• _Exercise input_:
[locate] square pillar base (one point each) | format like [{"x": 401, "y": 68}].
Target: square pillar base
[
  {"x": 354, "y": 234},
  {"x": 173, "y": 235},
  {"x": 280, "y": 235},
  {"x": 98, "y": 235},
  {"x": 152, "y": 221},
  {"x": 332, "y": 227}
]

• _Given task_:
Format each line of the material above as one string in a JSON list, and leave out any blank lines.

• _Written reply_:
[
  "[locate] square pillar base (one point each) | format like [{\"x\": 401, \"y\": 68}].",
  "Target: square pillar base",
  "[",
  "  {\"x\": 354, \"y\": 234},",
  "  {\"x\": 173, \"y\": 235},",
  "  {\"x\": 280, \"y\": 235},",
  "  {\"x\": 98, \"y\": 235},",
  "  {\"x\": 152, \"y\": 221},",
  "  {\"x\": 332, \"y\": 227}",
  "]"
]